Stated task a:
In the forum thread below, what does GrannyTraveler say the website's weekly prices are about the same as?

# What is Endless-Vacation-Rentals.com ??



## GrannyTraveler (May 28, 2012)

Hi all,

I just stumbled across www.endless-vacation-rentals.com and I think I'm starting to get angry (picture a 65yr old Hulk grandma). 
Is it just me or does this seem like a website that RCI or Wyndham (same thing I guess) uses to sell inventory WE DEPOSIT TO THEM?!?! 
Please someone tell me where this website gets their inventory from?
They sure do have a lot of weeks available and for around the same prices as my maintenance fees.

Why even keep my timeshare anymore?
 
Thanks


----------



## rrlongwell (May 28, 2012)

GrannyTraveler said:


> Hi all,
> 
> I just stumbled across www.endless-vacation-rentals.com and I think I'm starting to get angry (picture a 65yr old Hulk grandma).
> Is it just me or does this seem like a website that RCI or Wyndham (same thing I guess) uses to sell inventory WE DEPOSIT TO THEM?!?!

(Dataset excerpts on object pointing)
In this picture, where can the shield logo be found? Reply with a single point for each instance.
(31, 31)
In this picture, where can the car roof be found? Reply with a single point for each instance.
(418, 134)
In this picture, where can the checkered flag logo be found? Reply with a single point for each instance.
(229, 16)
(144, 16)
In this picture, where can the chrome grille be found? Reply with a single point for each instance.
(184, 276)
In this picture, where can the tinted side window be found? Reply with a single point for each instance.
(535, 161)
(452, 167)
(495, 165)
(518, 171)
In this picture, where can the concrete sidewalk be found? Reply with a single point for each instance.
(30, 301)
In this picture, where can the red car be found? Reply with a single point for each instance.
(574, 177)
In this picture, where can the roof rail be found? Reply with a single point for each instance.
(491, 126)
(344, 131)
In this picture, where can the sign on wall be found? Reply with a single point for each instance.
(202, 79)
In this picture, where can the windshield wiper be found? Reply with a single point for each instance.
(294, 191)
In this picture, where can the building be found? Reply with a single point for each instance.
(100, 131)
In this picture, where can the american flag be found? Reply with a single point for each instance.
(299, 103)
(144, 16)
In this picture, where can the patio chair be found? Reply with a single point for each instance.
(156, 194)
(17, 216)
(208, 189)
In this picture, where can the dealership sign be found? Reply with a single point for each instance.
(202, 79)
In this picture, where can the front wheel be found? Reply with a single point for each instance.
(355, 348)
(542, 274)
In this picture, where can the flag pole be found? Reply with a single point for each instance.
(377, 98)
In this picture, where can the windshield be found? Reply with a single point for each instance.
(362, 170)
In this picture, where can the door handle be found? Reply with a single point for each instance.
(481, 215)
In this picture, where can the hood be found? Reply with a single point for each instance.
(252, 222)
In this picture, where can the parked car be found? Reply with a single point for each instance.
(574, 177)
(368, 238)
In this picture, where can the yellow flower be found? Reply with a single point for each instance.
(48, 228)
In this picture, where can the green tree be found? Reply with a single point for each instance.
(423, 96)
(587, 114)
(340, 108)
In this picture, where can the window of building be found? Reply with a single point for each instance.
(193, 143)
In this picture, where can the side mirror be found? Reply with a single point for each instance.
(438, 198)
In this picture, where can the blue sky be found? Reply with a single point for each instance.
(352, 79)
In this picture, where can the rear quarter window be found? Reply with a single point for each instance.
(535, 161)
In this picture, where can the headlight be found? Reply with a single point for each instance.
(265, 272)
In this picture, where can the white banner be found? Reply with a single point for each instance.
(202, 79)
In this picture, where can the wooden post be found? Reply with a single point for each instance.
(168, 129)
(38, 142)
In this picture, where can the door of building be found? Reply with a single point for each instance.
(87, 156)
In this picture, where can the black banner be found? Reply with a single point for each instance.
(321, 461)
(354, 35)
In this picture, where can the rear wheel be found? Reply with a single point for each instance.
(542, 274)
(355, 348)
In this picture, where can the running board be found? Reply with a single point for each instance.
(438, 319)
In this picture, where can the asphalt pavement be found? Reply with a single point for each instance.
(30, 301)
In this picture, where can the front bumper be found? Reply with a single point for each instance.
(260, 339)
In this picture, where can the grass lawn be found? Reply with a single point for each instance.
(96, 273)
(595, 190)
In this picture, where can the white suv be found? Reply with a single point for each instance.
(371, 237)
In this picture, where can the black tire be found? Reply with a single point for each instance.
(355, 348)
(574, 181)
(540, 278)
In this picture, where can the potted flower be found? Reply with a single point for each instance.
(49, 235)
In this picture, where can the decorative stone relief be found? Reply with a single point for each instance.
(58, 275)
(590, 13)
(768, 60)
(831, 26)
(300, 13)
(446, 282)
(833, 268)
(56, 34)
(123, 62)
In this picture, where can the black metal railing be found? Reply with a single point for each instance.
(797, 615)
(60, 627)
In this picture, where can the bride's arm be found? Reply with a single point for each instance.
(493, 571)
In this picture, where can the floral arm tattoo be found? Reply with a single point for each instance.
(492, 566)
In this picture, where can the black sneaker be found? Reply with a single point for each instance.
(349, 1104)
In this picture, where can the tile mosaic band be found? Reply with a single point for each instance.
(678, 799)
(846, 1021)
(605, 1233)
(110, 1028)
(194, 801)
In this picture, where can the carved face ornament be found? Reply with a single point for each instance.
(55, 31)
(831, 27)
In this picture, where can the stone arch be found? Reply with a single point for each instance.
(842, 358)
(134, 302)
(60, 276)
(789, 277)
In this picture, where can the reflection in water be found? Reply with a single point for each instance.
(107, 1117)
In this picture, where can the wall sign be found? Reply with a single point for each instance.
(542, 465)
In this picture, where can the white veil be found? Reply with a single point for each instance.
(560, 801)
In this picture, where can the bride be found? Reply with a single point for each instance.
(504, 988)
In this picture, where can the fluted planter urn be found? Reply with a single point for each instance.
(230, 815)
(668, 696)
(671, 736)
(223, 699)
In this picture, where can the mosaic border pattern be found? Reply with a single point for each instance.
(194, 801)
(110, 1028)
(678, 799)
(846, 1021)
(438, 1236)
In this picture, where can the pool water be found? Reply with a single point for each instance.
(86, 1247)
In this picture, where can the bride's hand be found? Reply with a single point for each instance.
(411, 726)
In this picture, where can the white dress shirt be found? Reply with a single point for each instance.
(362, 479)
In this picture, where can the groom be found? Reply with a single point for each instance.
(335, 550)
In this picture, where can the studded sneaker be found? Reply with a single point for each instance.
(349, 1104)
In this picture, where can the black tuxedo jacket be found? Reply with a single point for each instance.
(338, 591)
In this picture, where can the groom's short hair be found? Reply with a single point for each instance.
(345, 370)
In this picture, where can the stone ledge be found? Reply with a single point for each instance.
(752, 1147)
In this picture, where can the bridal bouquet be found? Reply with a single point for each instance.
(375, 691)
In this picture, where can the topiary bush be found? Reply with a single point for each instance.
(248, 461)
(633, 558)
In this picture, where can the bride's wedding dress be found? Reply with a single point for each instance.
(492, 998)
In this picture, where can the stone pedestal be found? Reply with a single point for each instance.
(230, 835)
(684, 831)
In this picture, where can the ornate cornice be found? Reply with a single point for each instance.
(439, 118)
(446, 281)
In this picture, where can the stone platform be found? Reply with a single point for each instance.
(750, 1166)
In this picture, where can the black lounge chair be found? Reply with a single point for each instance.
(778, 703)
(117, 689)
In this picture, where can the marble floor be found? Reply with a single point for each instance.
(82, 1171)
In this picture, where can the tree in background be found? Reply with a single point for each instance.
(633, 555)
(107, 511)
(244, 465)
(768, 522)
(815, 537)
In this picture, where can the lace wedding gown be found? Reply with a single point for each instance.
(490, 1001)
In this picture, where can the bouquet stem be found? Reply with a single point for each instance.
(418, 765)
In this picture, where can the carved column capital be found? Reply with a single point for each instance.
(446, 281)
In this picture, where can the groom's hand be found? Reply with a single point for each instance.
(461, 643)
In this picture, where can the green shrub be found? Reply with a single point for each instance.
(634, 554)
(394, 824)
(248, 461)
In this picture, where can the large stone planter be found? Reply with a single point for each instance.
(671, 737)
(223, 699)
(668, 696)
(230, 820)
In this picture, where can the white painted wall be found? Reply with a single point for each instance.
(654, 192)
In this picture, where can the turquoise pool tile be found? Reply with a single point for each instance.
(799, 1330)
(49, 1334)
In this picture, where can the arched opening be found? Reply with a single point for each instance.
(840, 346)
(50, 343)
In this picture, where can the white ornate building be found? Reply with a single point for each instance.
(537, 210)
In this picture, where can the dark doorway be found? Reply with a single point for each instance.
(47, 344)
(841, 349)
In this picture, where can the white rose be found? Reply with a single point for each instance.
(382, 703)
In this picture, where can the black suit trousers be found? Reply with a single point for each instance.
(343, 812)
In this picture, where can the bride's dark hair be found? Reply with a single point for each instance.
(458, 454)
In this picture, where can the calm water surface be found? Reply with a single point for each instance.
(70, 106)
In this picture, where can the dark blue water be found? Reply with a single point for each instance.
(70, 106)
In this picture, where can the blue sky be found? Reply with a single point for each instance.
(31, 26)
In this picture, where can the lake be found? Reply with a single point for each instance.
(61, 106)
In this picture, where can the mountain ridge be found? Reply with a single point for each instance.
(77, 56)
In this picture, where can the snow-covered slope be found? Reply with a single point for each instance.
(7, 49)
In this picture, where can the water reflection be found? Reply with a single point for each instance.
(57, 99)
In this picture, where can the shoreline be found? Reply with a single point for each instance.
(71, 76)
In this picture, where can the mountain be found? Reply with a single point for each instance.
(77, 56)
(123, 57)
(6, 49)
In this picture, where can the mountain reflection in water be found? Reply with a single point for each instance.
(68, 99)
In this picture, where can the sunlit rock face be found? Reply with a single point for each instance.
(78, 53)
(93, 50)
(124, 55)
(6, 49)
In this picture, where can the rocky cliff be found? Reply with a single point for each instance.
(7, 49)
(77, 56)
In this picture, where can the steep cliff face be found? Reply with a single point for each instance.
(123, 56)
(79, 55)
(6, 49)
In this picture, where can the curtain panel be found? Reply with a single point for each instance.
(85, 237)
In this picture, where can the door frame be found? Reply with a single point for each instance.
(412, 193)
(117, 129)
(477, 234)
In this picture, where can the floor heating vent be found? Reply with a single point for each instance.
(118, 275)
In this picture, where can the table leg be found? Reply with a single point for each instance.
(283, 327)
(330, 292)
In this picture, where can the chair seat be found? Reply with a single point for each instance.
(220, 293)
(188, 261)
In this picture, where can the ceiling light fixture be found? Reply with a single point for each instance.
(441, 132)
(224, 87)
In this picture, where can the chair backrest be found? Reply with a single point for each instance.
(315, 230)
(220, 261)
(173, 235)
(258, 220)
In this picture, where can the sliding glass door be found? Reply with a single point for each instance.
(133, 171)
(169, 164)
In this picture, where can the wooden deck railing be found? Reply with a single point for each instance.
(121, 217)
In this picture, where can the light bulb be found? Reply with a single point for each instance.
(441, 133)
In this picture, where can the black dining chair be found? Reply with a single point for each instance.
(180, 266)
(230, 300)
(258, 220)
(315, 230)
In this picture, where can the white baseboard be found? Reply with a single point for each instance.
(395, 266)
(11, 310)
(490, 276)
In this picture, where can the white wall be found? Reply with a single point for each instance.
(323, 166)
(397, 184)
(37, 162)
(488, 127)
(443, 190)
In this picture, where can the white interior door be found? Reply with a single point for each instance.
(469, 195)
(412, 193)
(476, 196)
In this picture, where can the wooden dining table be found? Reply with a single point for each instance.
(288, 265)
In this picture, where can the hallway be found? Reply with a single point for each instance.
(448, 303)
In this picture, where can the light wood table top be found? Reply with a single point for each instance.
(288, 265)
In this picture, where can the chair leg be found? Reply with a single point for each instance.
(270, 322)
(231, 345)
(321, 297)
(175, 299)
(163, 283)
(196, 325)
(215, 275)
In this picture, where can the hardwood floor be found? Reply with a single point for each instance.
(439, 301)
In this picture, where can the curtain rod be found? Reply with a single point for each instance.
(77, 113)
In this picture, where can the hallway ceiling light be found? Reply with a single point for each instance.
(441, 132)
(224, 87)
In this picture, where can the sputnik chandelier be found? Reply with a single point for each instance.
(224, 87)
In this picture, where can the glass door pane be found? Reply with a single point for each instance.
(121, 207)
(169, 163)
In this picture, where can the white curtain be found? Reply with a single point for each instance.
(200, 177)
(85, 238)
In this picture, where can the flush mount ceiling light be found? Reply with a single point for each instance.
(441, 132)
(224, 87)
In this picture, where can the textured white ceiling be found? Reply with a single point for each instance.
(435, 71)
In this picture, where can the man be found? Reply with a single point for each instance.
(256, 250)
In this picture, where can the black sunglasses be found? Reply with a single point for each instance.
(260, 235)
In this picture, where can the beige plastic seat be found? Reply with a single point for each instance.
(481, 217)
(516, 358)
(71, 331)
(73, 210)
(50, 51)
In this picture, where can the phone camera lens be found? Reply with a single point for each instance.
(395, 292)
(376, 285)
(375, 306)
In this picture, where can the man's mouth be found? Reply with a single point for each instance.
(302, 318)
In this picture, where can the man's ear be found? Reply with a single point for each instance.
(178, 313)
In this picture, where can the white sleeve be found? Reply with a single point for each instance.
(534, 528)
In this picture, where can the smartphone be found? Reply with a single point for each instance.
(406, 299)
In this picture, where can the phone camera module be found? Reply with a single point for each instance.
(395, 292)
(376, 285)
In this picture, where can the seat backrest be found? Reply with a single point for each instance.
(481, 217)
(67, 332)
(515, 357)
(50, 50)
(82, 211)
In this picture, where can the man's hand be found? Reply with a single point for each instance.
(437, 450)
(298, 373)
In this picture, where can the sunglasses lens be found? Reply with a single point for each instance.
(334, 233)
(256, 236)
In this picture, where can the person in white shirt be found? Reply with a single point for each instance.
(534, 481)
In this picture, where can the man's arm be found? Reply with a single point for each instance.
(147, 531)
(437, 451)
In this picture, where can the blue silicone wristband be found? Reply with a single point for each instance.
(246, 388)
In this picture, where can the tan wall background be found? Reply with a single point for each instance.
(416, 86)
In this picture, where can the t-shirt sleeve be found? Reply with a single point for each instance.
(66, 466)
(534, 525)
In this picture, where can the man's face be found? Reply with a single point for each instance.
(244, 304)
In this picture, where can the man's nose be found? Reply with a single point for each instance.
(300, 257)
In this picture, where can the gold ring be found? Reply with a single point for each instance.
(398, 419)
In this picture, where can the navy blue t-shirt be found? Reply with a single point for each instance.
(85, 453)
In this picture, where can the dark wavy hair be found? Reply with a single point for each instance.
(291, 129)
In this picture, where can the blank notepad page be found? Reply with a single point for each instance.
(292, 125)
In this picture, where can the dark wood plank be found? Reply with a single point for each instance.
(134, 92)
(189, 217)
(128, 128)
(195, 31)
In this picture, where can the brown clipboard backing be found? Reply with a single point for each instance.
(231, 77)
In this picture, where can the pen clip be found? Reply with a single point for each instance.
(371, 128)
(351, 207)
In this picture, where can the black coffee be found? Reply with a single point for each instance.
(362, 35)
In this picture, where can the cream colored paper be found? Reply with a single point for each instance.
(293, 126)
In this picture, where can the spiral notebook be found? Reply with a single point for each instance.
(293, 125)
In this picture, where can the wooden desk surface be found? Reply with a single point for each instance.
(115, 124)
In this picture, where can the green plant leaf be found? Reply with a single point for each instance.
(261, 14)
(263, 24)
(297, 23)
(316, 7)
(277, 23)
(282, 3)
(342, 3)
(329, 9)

Stated task b:
Return every line of the records above that contains the word "dining", matching case exactly.

Correct response a:
GrannyTraveler's own maintenance fees.

Correct response b:
In this picture, where can the black dining chair be found? Reply with a single point for each instance.
In this picture, where can the wooden dining table be found? Reply with a single point for each instance.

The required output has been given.